**Directions**: Return each line in the rows below that contains the word "dark". Case counts, so a line matches only if the letters have the same capitalization.

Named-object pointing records
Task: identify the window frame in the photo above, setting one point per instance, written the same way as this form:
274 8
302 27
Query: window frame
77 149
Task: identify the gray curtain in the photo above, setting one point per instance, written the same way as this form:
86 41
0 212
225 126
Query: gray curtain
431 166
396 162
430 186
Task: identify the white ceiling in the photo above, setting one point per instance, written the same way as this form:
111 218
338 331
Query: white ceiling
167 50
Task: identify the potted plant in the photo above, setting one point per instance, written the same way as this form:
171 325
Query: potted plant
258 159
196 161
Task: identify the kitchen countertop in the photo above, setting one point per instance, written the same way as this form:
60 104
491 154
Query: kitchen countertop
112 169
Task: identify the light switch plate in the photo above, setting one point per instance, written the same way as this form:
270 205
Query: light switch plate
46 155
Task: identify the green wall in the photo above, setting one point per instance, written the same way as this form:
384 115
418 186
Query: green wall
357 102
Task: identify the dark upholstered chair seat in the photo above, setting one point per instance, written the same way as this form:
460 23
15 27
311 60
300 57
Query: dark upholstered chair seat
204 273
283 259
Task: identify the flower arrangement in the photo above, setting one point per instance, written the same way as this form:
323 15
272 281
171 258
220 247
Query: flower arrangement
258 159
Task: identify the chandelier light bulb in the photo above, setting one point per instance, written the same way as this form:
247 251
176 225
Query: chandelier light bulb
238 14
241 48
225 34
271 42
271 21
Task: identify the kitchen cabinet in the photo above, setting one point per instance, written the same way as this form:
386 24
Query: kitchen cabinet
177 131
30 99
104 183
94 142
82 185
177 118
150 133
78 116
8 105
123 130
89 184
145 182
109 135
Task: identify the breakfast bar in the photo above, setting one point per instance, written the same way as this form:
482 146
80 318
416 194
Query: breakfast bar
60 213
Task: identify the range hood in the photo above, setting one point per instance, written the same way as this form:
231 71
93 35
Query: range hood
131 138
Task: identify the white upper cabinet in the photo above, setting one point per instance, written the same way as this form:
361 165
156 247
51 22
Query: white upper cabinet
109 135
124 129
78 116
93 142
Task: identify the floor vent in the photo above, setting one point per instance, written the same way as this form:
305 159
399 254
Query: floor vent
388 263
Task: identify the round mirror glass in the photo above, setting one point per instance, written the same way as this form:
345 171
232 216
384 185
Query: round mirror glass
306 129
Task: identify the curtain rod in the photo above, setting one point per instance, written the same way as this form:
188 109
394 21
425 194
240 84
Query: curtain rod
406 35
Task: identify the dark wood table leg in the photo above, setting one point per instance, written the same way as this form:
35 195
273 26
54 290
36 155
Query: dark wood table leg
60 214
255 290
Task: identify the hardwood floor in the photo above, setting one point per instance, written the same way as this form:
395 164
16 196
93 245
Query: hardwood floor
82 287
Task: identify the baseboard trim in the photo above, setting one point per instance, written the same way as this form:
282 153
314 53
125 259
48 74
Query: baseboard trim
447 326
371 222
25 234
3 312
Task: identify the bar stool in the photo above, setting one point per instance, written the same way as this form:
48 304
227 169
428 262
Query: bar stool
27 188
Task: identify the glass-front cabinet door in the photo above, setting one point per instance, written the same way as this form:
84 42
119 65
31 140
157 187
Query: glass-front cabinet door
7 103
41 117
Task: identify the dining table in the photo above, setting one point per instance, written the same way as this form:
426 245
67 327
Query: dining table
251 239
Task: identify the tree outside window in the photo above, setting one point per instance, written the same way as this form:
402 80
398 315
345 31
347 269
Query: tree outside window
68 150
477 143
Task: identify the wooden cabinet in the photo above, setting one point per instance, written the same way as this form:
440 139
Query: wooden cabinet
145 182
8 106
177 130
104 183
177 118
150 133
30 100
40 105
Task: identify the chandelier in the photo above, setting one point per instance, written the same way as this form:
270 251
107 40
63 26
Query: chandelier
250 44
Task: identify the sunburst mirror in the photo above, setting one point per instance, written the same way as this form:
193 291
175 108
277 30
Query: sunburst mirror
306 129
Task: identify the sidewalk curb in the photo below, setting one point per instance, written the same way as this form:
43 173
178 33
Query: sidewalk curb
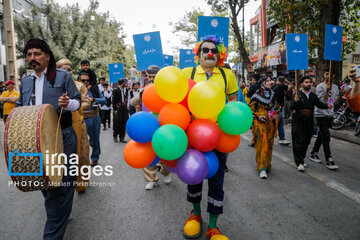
342 134
346 136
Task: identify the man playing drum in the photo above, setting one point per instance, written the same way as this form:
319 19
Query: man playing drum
48 85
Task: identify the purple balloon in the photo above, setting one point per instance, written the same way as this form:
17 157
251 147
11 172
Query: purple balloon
172 170
143 108
192 167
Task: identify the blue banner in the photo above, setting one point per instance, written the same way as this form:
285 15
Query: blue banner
333 42
297 51
168 60
148 50
116 71
212 26
186 58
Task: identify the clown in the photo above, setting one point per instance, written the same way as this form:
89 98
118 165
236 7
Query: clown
210 54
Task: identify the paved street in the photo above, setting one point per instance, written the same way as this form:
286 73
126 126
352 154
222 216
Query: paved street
317 204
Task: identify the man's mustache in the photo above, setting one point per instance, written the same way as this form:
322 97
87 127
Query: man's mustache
33 62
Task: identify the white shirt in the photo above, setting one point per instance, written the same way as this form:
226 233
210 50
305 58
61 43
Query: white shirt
39 86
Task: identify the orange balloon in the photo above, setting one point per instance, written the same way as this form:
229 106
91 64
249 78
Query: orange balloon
152 100
175 113
139 155
228 143
171 163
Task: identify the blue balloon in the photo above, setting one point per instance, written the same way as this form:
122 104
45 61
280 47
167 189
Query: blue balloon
156 160
213 163
141 126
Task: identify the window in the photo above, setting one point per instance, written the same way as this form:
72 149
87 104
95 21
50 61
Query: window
356 58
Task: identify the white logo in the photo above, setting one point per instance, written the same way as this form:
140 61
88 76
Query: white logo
214 23
147 38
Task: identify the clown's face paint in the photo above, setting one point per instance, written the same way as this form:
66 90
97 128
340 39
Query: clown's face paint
208 59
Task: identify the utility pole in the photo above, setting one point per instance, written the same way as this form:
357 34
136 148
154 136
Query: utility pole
10 42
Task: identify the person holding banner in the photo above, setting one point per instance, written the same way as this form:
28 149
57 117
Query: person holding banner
303 120
353 96
327 93
92 117
210 52
265 110
79 125
120 108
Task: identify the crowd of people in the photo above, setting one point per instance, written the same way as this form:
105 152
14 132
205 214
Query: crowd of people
86 104
310 109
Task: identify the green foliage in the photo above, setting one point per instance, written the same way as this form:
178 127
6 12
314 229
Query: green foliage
304 17
77 35
187 28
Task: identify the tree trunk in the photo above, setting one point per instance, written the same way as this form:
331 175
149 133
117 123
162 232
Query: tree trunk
329 14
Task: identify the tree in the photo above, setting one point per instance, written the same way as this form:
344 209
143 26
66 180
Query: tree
311 16
76 35
188 27
235 7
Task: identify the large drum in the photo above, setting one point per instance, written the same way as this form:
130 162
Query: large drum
29 147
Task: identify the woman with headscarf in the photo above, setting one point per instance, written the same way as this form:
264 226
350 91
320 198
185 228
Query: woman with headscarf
264 108
79 126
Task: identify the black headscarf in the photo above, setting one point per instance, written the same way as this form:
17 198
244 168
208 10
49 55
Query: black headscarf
41 44
262 94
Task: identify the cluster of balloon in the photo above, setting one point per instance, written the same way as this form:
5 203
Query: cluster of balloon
182 124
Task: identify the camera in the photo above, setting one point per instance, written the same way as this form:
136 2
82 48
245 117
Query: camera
94 105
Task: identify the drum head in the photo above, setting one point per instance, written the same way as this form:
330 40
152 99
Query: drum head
48 128
30 131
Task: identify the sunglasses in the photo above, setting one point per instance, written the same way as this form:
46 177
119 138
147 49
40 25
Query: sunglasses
213 50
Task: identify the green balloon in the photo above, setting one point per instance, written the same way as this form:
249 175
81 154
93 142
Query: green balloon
155 114
235 118
169 142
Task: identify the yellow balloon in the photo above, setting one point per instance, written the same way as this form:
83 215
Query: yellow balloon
171 84
206 99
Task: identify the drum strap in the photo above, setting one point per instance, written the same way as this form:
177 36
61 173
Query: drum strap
33 93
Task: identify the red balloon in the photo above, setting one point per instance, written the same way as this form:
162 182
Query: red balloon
184 101
203 135
171 163
228 143
175 113
152 100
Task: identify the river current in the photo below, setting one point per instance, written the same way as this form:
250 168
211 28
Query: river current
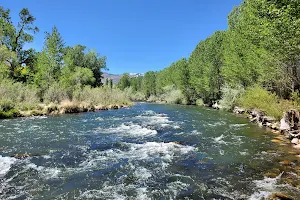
148 151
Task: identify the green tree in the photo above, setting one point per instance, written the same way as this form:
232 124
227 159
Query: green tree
124 82
110 83
50 60
205 65
14 38
149 84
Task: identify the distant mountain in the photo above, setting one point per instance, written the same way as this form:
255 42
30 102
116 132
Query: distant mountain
116 77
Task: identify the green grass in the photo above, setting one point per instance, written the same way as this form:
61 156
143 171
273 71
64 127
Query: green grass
261 99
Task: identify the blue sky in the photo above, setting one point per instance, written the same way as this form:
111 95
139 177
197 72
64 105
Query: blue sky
135 35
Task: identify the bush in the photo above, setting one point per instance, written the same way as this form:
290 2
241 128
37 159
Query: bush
23 96
261 99
7 110
55 94
199 102
101 96
230 96
134 95
153 98
175 97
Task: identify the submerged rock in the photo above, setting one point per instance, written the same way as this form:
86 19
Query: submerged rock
238 110
279 196
295 141
297 146
284 125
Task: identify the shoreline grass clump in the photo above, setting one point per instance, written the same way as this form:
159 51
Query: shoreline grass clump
261 99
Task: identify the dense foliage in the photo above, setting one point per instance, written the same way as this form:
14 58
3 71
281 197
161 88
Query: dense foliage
55 74
261 48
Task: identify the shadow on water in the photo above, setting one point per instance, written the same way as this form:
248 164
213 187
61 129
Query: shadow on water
149 151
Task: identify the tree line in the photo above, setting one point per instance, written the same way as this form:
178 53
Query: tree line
261 47
55 67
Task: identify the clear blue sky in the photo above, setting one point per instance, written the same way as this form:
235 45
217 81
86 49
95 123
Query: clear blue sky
135 35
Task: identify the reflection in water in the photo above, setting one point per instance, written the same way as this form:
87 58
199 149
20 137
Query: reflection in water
148 151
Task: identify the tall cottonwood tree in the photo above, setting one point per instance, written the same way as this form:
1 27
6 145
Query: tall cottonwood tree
14 38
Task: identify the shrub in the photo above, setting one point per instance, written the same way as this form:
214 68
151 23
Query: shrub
261 99
175 97
101 96
7 110
199 102
55 94
153 98
23 96
230 96
134 95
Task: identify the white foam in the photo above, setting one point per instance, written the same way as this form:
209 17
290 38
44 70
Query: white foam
220 140
266 187
46 173
236 125
147 151
5 164
152 118
131 129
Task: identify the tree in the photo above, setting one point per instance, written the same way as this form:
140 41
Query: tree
76 56
111 84
50 60
149 84
15 38
124 82
205 65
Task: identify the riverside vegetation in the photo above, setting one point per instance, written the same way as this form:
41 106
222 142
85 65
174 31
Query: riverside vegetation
58 79
254 64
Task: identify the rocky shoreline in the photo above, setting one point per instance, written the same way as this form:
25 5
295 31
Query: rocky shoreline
288 126
67 107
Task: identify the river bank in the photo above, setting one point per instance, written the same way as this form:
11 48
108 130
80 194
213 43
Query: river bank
148 151
65 107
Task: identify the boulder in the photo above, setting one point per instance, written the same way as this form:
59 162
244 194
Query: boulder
297 146
238 110
295 141
268 119
284 125
275 126
216 106
279 196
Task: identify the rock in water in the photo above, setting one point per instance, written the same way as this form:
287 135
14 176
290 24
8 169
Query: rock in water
295 141
279 196
284 125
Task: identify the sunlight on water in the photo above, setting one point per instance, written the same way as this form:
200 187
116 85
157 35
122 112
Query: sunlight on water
148 151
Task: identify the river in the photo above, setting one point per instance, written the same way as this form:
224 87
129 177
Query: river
148 151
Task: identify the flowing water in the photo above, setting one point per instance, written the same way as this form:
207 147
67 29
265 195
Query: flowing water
148 151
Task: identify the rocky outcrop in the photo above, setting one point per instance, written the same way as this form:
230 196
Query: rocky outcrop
289 125
279 196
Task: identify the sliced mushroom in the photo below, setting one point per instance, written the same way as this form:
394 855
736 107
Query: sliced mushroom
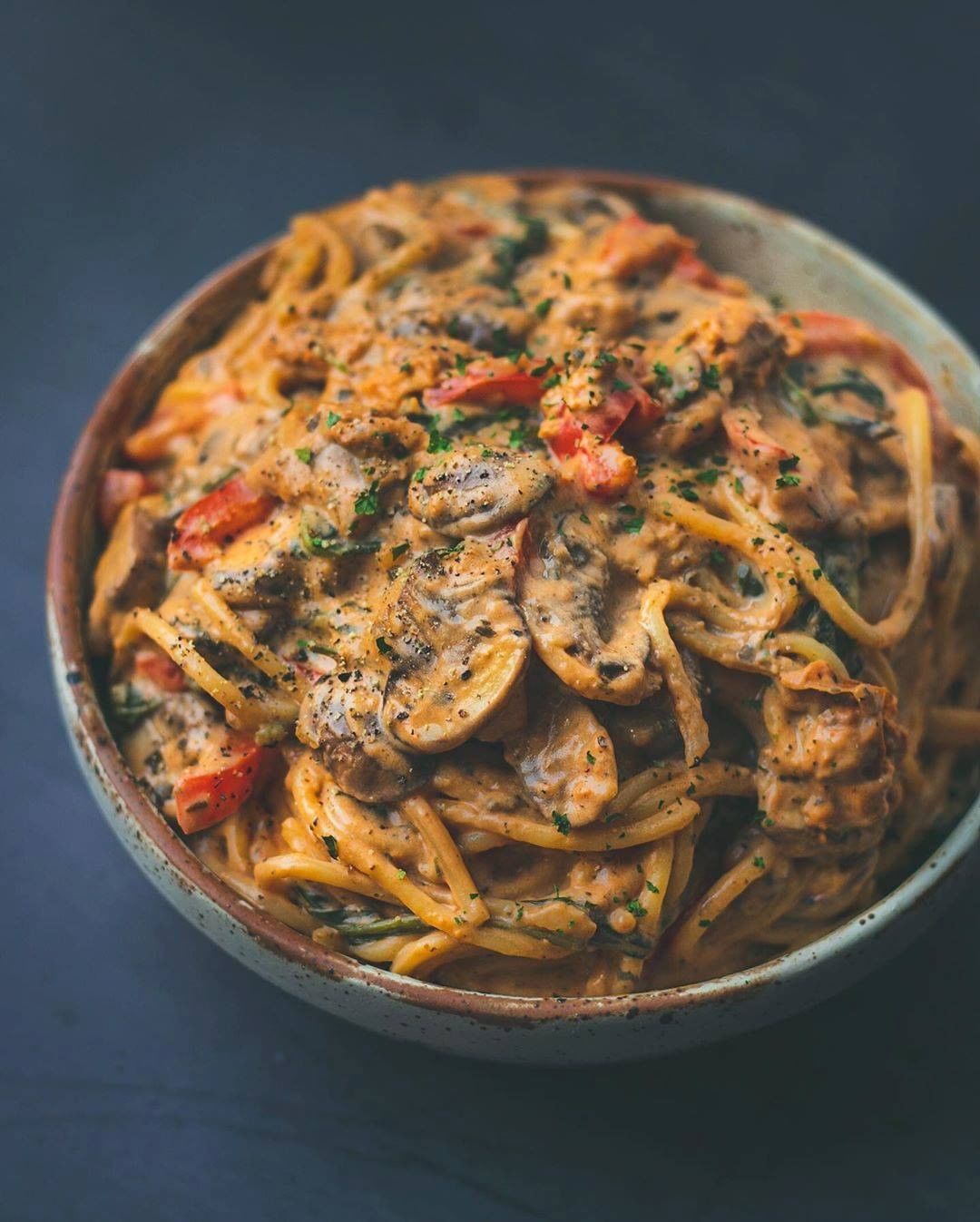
456 641
342 720
130 571
344 465
564 758
478 489
583 619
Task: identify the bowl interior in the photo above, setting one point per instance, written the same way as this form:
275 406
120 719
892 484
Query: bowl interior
779 256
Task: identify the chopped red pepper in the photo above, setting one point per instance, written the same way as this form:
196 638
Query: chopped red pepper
825 334
634 243
205 797
201 531
487 385
747 435
603 467
119 488
688 267
155 666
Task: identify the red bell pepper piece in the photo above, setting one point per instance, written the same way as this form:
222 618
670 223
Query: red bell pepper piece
155 666
486 385
634 243
747 435
688 267
120 486
825 334
603 467
205 797
201 531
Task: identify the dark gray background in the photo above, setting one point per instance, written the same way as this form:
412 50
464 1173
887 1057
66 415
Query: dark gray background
144 1074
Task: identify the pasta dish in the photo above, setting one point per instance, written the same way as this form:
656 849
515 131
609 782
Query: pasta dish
511 599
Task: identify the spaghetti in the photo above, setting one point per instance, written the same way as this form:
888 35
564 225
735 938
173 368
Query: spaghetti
510 599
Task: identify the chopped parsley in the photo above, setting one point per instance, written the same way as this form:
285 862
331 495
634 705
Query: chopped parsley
367 501
561 821
748 582
510 252
437 441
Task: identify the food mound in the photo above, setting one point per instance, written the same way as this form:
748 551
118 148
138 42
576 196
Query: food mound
514 601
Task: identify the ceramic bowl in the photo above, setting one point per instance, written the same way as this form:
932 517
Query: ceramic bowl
779 254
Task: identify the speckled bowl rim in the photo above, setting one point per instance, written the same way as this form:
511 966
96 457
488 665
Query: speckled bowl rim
105 763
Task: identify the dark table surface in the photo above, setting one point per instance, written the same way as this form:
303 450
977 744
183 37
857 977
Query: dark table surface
144 1074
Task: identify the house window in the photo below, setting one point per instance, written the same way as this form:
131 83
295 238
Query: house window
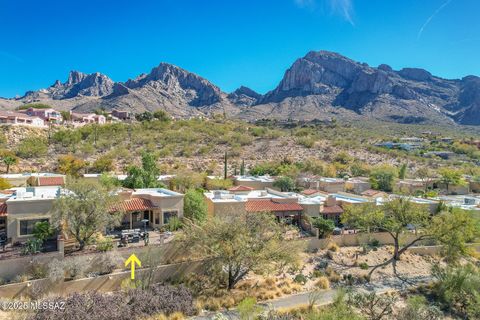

**Exercise answer**:
Task: identify the dark upholstered chair seat in the photo above, setting one point per instance, written the same way as this form:
Query: dark upholstered chair seat
Task: identify the dark wood table leg in the photo above, setting one point per instance, written the same way as this form:
Query: dark wood table leg
Task: identify the dark gray background in the photo above, setting one point per instance, written the same way as this form:
Query: dark gray background
Task: identify the dark table surface in the photo above, setting one point per instance, written the same way as this form:
Query: dark table surface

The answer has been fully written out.